DATA EXCERPTS:
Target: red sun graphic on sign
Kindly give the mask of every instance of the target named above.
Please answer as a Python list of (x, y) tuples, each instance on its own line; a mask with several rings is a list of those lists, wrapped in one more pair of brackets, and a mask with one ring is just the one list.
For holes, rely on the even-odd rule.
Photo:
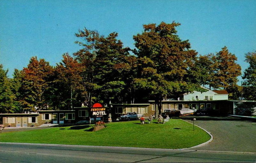
[(103, 106), (100, 103), (95, 103), (93, 105), (92, 107), (92, 108), (98, 108), (98, 107), (103, 107)]

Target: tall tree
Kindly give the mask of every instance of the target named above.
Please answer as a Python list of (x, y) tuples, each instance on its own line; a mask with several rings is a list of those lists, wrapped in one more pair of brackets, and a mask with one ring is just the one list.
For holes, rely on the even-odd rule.
[(38, 60), (36, 57), (31, 58), (28, 67), (23, 68), (21, 91), (27, 108), (34, 110), (47, 108), (46, 93), (52, 82), (52, 72), (53, 68), (49, 62), (43, 59)]
[(22, 101), (22, 93), (20, 89), (22, 80), (21, 71), (17, 69), (15, 69), (13, 73), (13, 78), (11, 79), (12, 91), (14, 95), (14, 105), (12, 112), (17, 113), (23, 113), (22, 104), (24, 101)]
[[(85, 78), (90, 81), (86, 85), (92, 86), (94, 90), (91, 93), (97, 91), (98, 97), (109, 106), (110, 101), (118, 100), (117, 97), (124, 89), (124, 83), (120, 80), (122, 78), (116, 66), (124, 63), (130, 49), (123, 47), (115, 32), (105, 37), (96, 31), (84, 28), (76, 35), (83, 38), (85, 42), (76, 42), (84, 48), (74, 54), (86, 67)], [(106, 89), (108, 96), (106, 94)]]
[[(190, 82), (188, 72), (194, 65), (197, 53), (190, 49), (188, 40), (182, 41), (176, 35), (175, 27), (180, 25), (174, 22), (144, 25), (142, 33), (133, 36), (137, 48), (134, 52), (142, 61), (141, 79), (137, 80), (147, 80), (159, 114), (162, 101), (167, 96), (201, 90), (199, 85), (187, 83)], [(143, 63), (145, 61), (147, 64)]]
[(238, 98), (241, 88), (236, 84), (237, 77), (241, 74), (241, 67), (236, 63), (237, 58), (229, 53), (225, 46), (216, 55), (215, 66), (216, 71), (212, 82), (213, 87), (226, 89), (229, 93), (229, 98)]
[[(75, 106), (80, 106), (79, 105), (82, 103), (84, 99), (83, 96), (81, 94), (81, 92), (83, 92), (81, 74), (84, 67), (68, 53), (64, 54), (62, 56), (62, 63), (57, 64), (55, 68), (57, 74), (55, 82), (58, 83), (57, 85), (59, 86), (57, 88), (59, 93), (60, 89), (62, 91), (62, 97), (60, 97), (60, 99), (63, 102), (65, 101), (66, 104), (64, 106), (60, 106), (73, 109), (74, 104)], [(60, 86), (65, 89), (61, 89)], [(61, 98), (65, 96), (66, 98)]]
[(212, 76), (215, 74), (216, 69), (214, 63), (216, 57), (212, 54), (205, 55), (200, 55), (196, 61), (195, 66), (191, 68), (188, 73), (188, 77), (192, 82), (205, 86), (212, 87)]
[(246, 100), (256, 100), (256, 51), (245, 54), (245, 62), (249, 66), (244, 71), (243, 79), (243, 97)]
[(11, 90), (11, 82), (7, 76), (8, 70), (0, 65), (0, 113), (12, 113), (14, 107), (14, 95)]

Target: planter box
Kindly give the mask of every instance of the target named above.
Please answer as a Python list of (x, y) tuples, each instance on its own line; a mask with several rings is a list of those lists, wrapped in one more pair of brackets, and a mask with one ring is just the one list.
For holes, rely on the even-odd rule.
[(101, 129), (102, 128), (105, 128), (105, 126), (95, 126), (94, 127), (94, 128), (93, 128), (93, 131), (96, 131), (98, 130)]

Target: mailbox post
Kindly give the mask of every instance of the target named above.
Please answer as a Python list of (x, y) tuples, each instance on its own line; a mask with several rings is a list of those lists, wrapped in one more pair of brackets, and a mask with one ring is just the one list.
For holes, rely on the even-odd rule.
[(193, 131), (195, 131), (195, 124), (194, 122), (196, 120), (195, 118), (192, 118), (191, 119), (191, 120), (193, 121)]
[(3, 126), (0, 126), (0, 134), (2, 134), (2, 130), (4, 128), (3, 128)]

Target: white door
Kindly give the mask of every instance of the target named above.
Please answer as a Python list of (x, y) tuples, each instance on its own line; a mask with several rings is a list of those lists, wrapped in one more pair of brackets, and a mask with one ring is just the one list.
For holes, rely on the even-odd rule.
[(60, 113), (60, 124), (64, 123), (64, 113)]
[(57, 113), (52, 114), (52, 123), (58, 123), (58, 114)]

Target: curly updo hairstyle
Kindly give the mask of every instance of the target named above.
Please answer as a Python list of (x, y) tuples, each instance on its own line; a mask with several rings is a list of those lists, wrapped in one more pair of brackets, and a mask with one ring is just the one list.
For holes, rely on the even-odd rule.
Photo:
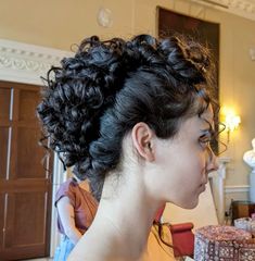
[(125, 135), (144, 122), (157, 137), (173, 137), (183, 119), (208, 107), (212, 69), (209, 51), (181, 36), (87, 38), (48, 72), (37, 108), (44, 136), (100, 199)]

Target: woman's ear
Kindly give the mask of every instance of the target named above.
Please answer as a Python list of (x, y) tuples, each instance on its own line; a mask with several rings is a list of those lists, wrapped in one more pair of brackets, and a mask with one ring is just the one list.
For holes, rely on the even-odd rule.
[(148, 124), (140, 122), (132, 127), (132, 142), (138, 153), (148, 161), (154, 161), (154, 146), (153, 137), (154, 132), (148, 126)]

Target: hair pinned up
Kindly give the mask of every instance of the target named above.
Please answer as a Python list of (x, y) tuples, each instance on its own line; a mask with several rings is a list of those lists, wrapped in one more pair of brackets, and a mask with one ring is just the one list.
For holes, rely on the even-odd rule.
[(158, 137), (174, 136), (181, 119), (207, 108), (211, 79), (208, 50), (191, 40), (92, 36), (49, 71), (37, 111), (50, 148), (89, 178), (99, 199), (132, 126), (145, 122)]

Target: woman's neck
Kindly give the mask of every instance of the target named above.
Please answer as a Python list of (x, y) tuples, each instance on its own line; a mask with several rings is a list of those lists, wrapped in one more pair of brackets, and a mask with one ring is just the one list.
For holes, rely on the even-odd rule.
[[(122, 174), (124, 177), (125, 175)], [(161, 207), (145, 190), (144, 183), (138, 177), (141, 173), (128, 173), (127, 179), (117, 177), (106, 179), (94, 225), (106, 223), (114, 237), (116, 250), (124, 260), (139, 260), (146, 248), (149, 233), (155, 213)], [(106, 237), (106, 236), (105, 236)]]
[(139, 175), (141, 173), (129, 173), (126, 181), (118, 181), (116, 176), (105, 181), (93, 223), (71, 260), (138, 261), (142, 258), (162, 202), (149, 197), (144, 183), (137, 178)]

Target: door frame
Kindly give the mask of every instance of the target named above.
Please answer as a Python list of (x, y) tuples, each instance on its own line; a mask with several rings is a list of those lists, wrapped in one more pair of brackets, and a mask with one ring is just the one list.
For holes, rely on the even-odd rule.
[[(52, 66), (60, 65), (64, 57), (74, 55), (72, 52), (28, 45), (18, 41), (0, 39), (0, 80), (34, 84), (42, 86), (41, 76)], [(56, 246), (60, 243), (60, 234), (56, 226), (56, 211), (54, 208), (55, 192), (60, 184), (65, 182), (63, 164), (54, 154), (53, 181), (52, 181), (52, 211), (50, 233), (50, 257), (54, 256)]]

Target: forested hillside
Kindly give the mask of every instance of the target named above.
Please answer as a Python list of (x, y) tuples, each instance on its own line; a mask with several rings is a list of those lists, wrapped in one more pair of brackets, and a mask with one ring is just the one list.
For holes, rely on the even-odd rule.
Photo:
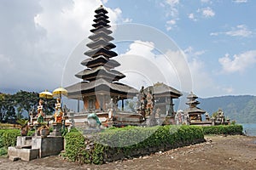
[(221, 108), (224, 115), (240, 123), (256, 123), (256, 97), (250, 95), (198, 99), (199, 107), (210, 115)]

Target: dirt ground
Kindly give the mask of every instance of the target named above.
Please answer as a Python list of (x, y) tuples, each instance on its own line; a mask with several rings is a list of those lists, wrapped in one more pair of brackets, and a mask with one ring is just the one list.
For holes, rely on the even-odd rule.
[(0, 169), (256, 169), (256, 137), (207, 136), (207, 142), (104, 165), (78, 165), (59, 156), (11, 162), (0, 157)]

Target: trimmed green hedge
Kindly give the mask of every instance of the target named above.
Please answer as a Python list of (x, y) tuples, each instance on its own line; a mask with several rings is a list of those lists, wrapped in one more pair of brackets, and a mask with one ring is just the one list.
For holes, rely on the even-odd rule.
[(204, 134), (242, 134), (241, 125), (202, 127)]
[(16, 145), (17, 136), (20, 136), (20, 129), (0, 129), (0, 156), (7, 154), (9, 146)]
[(102, 164), (204, 141), (201, 127), (127, 127), (108, 129), (84, 138), (81, 133), (65, 137), (64, 156), (80, 163)]

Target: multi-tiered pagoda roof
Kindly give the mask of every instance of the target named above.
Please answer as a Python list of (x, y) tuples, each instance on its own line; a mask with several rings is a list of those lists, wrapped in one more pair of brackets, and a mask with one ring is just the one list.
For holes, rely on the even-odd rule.
[(137, 90), (118, 82), (125, 76), (113, 70), (120, 64), (112, 59), (118, 54), (113, 51), (116, 46), (110, 42), (113, 37), (110, 36), (108, 11), (101, 6), (95, 13), (94, 28), (90, 30), (92, 35), (89, 37), (91, 42), (86, 44), (90, 50), (84, 53), (89, 58), (81, 62), (87, 68), (75, 75), (82, 79), (81, 82), (67, 88), (68, 97), (81, 99), (98, 94), (111, 95), (111, 98), (118, 96), (121, 99), (133, 97)]

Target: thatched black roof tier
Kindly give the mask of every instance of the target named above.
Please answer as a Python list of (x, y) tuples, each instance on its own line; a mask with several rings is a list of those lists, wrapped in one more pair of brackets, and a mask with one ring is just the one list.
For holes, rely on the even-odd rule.
[(193, 94), (192, 92), (191, 92), (191, 94), (189, 94), (189, 95), (188, 95), (188, 97), (187, 97), (187, 99), (197, 99), (198, 97), (195, 94)]
[(100, 13), (102, 13), (102, 14), (108, 14), (108, 12), (103, 8), (102, 5), (101, 5), (98, 8), (96, 8), (95, 10), (95, 13), (96, 14), (100, 14)]
[(114, 51), (110, 51), (102, 47), (102, 48), (97, 48), (96, 49), (88, 50), (84, 52), (84, 55), (92, 58), (98, 57), (100, 55), (104, 55), (105, 57), (112, 58), (117, 56), (118, 54)]
[(200, 115), (205, 114), (206, 111), (198, 108), (198, 107), (189, 107), (184, 110), (184, 112), (189, 113), (189, 115)]
[(104, 66), (95, 67), (94, 69), (85, 69), (75, 75), (84, 81), (94, 81), (97, 78), (103, 78), (108, 82), (119, 81), (124, 77), (125, 75), (115, 70), (108, 70)]
[(109, 27), (109, 25), (108, 25), (108, 23), (104, 22), (103, 20), (100, 20), (99, 22), (93, 24), (92, 26), (95, 28)]
[[(113, 38), (109, 36), (112, 31), (108, 30), (110, 26), (108, 24), (109, 20), (106, 15), (108, 11), (101, 6), (95, 12), (96, 13), (96, 19), (94, 19), (95, 24), (92, 25), (95, 28), (90, 30), (93, 35), (89, 37), (92, 42), (87, 44), (90, 50), (84, 54), (90, 58), (81, 62), (87, 68), (75, 75), (77, 77), (83, 79), (84, 82), (67, 87), (67, 89), (68, 97), (72, 99), (81, 99), (82, 96), (95, 98), (96, 95), (101, 94), (102, 98), (96, 99), (96, 105), (97, 102), (102, 104), (105, 102), (102, 96), (104, 94), (109, 94), (111, 97), (121, 96), (122, 99), (127, 99), (135, 96), (137, 90), (117, 82), (125, 76), (113, 70), (120, 64), (110, 60), (110, 58), (118, 54), (111, 50), (116, 46), (109, 42)], [(88, 101), (84, 99), (84, 102)]]
[(81, 62), (81, 65), (87, 66), (89, 68), (94, 68), (96, 66), (104, 65), (107, 68), (113, 69), (114, 67), (119, 66), (120, 64), (113, 60), (108, 60), (103, 55), (100, 55), (96, 58), (89, 58)]
[(114, 48), (116, 46), (113, 43), (108, 42), (105, 41), (103, 38), (99, 38), (96, 42), (91, 42), (87, 43), (87, 47), (90, 48), (91, 49), (96, 49), (99, 48), (105, 48), (107, 49)]
[[(169, 97), (171, 96), (173, 99), (177, 99), (183, 95), (183, 94), (175, 89), (174, 88), (172, 88), (163, 82), (157, 82), (154, 84), (154, 86), (148, 87), (152, 92), (153, 94), (155, 95), (155, 97)], [(148, 91), (147, 88), (145, 91)]]
[(91, 36), (89, 36), (89, 38), (90, 40), (92, 40), (93, 42), (96, 42), (99, 39), (103, 39), (106, 42), (110, 42), (113, 40), (113, 37), (112, 37), (111, 36), (108, 36), (106, 33), (106, 29), (101, 29), (101, 31), (98, 31), (96, 34), (93, 34)]
[(81, 82), (66, 88), (68, 98), (81, 99), (82, 97), (107, 94), (128, 99), (135, 96), (138, 91), (130, 86), (119, 82), (109, 82), (102, 78), (93, 82)]
[(100, 21), (103, 21), (103, 22), (105, 22), (105, 23), (109, 23), (109, 22), (110, 22), (110, 21), (109, 21), (106, 17), (104, 17), (104, 16), (99, 16), (99, 17), (94, 19), (93, 21), (94, 21), (95, 23), (98, 23), (98, 22), (100, 22)]

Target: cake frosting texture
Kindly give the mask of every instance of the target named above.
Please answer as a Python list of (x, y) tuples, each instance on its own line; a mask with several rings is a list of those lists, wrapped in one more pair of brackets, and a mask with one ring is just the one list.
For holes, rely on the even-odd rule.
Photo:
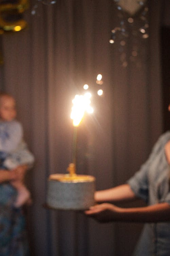
[(93, 176), (52, 174), (48, 181), (47, 202), (56, 209), (85, 210), (95, 204), (95, 190)]

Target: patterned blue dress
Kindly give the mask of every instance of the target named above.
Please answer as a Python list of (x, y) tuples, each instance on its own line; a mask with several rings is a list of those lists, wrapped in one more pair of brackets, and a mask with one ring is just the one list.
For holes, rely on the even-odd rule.
[[(0, 121), (0, 169), (32, 165), (34, 157), (22, 137), (20, 123)], [(14, 207), (17, 196), (10, 182), (0, 183), (0, 256), (29, 255), (24, 214), (22, 208)]]
[[(170, 131), (160, 136), (146, 162), (128, 181), (137, 196), (148, 205), (166, 202), (170, 204), (170, 166), (165, 146), (170, 140)], [(147, 223), (134, 256), (169, 256), (170, 223)]]
[(9, 183), (0, 184), (1, 256), (29, 255), (25, 217), (21, 208), (13, 207), (16, 195)]

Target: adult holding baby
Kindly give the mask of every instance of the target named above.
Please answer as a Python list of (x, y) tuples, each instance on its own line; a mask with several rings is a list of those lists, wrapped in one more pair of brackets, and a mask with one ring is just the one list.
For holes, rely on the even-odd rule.
[(0, 93), (0, 255), (28, 256), (29, 249), (22, 207), (31, 202), (23, 183), (34, 158), (16, 120), (16, 102)]

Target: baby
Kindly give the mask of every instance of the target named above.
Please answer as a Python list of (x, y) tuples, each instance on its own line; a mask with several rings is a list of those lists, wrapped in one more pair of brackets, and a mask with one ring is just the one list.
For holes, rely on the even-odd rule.
[(19, 174), (19, 178), (11, 182), (17, 191), (14, 206), (18, 208), (31, 201), (30, 192), (21, 181), (34, 157), (23, 140), (22, 126), (15, 120), (16, 115), (14, 98), (0, 93), (0, 169), (16, 170)]

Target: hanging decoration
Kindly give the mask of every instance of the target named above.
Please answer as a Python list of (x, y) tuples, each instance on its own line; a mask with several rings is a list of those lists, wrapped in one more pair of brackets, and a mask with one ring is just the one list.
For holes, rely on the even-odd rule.
[(47, 5), (51, 5), (56, 2), (56, 0), (36, 0), (35, 4), (31, 10), (32, 15), (35, 15), (37, 13), (39, 6), (40, 4), (43, 4)]
[[(125, 68), (129, 61), (136, 62), (138, 57), (142, 54), (142, 40), (146, 40), (149, 37), (149, 8), (147, 0), (114, 1), (118, 10), (119, 22), (112, 30), (109, 42), (111, 44), (116, 44), (120, 53), (121, 65)], [(130, 45), (128, 43), (130, 38)], [(126, 51), (128, 45), (128, 51)], [(128, 54), (129, 51), (130, 55)], [(140, 65), (139, 62), (138, 64)]]
[(22, 14), (29, 7), (28, 0), (2, 1), (0, 3), (0, 34), (17, 32), (25, 28), (27, 22)]

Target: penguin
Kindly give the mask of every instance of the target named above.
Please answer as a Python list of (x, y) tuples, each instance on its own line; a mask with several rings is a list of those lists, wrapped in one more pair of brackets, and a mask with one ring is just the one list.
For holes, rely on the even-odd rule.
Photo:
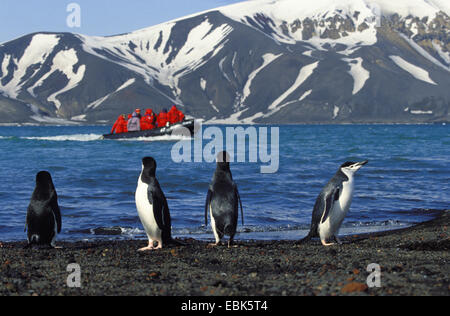
[(244, 225), (244, 210), (236, 183), (230, 170), (230, 156), (227, 152), (217, 155), (217, 168), (209, 185), (205, 203), (205, 226), (208, 226), (208, 211), (211, 226), (216, 239), (212, 246), (220, 245), (224, 235), (230, 236), (228, 247), (233, 244), (234, 235), (241, 207), (242, 225)]
[(339, 167), (337, 173), (317, 197), (310, 232), (301, 242), (309, 241), (312, 237), (320, 237), (324, 246), (334, 245), (334, 243), (327, 243), (327, 240), (331, 238), (338, 244), (341, 243), (337, 235), (352, 203), (354, 175), (367, 163), (368, 160), (346, 162)]
[[(170, 243), (181, 244), (172, 239), (169, 206), (156, 179), (156, 161), (152, 157), (142, 159), (135, 199), (139, 218), (148, 237), (148, 246), (139, 251), (161, 249)], [(157, 243), (156, 247), (154, 242)]]
[(61, 232), (61, 227), (61, 211), (52, 176), (47, 171), (41, 171), (36, 175), (36, 187), (27, 210), (27, 247), (56, 248), (56, 235)]

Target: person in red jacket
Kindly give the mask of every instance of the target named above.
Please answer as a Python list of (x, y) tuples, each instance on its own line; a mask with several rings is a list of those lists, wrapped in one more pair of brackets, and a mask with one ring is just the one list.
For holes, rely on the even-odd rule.
[(125, 114), (119, 115), (117, 121), (114, 123), (111, 130), (111, 134), (120, 134), (127, 132), (127, 121), (125, 120)]
[(161, 111), (161, 113), (158, 114), (158, 118), (156, 119), (158, 123), (158, 127), (164, 127), (167, 125), (168, 118), (167, 118), (167, 110), (164, 109)]
[(180, 110), (177, 109), (177, 107), (174, 105), (170, 109), (169, 113), (167, 114), (170, 124), (175, 124), (178, 122), (182, 122), (184, 120), (184, 114)]
[(155, 114), (152, 109), (147, 109), (145, 115), (141, 118), (141, 130), (146, 131), (155, 128)]

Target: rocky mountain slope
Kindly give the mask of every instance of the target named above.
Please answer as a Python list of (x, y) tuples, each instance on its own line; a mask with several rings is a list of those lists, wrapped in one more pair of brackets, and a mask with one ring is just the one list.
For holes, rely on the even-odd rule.
[(447, 0), (253, 0), (111, 37), (0, 45), (0, 123), (177, 104), (216, 123), (450, 121)]

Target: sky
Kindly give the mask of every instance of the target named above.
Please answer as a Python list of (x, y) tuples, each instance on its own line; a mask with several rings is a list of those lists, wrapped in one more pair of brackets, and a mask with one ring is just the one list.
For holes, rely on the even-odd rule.
[[(246, 0), (1, 0), (0, 43), (44, 31), (122, 34), (242, 1)], [(73, 3), (75, 9), (69, 6)]]

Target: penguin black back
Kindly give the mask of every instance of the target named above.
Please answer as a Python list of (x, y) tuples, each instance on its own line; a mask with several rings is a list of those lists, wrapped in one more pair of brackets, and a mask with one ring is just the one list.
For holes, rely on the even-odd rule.
[(25, 229), (29, 245), (54, 247), (61, 227), (61, 211), (52, 177), (47, 171), (41, 171), (36, 175), (36, 187), (27, 210)]
[(236, 234), (239, 204), (242, 224), (244, 224), (242, 202), (230, 170), (230, 156), (226, 152), (221, 152), (217, 155), (217, 167), (205, 203), (205, 225), (207, 225), (208, 211), (210, 211), (216, 245), (220, 243), (224, 235), (230, 236), (229, 245), (231, 245)]

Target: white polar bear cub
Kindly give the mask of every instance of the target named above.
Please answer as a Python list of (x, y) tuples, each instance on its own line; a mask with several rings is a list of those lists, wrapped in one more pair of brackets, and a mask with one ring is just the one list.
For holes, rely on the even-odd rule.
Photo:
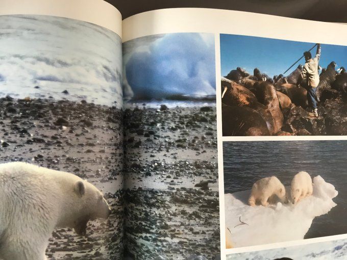
[(311, 196), (313, 192), (312, 180), (306, 171), (295, 174), (291, 181), (290, 195), (293, 204), (296, 204), (305, 197)]
[(260, 201), (263, 206), (266, 206), (269, 204), (269, 198), (275, 195), (281, 200), (287, 203), (286, 190), (281, 181), (275, 176), (263, 178), (253, 184), (248, 203), (254, 206), (257, 201)]
[(85, 235), (111, 209), (93, 185), (67, 172), (21, 162), (0, 164), (0, 258), (43, 260), (56, 227)]

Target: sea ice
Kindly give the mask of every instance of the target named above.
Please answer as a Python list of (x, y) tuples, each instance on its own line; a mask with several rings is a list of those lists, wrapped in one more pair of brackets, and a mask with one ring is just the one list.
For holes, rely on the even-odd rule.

WHAT IS NEEDED: Locate "Target: sea ice" in the material, then quote the line that contains it and all lines after it through the final one.

THE REPLY:
Target: sea ice
Kindly give the mask of every instance of the target named above.
Please answer as a Python list of (x, y) tuples, each instance on its own line; a mask with several rings is a list of those lists, wrapped in one more pair of brackets, and a mask with one ring is just the one list.
For holes, rely on the even-odd rule.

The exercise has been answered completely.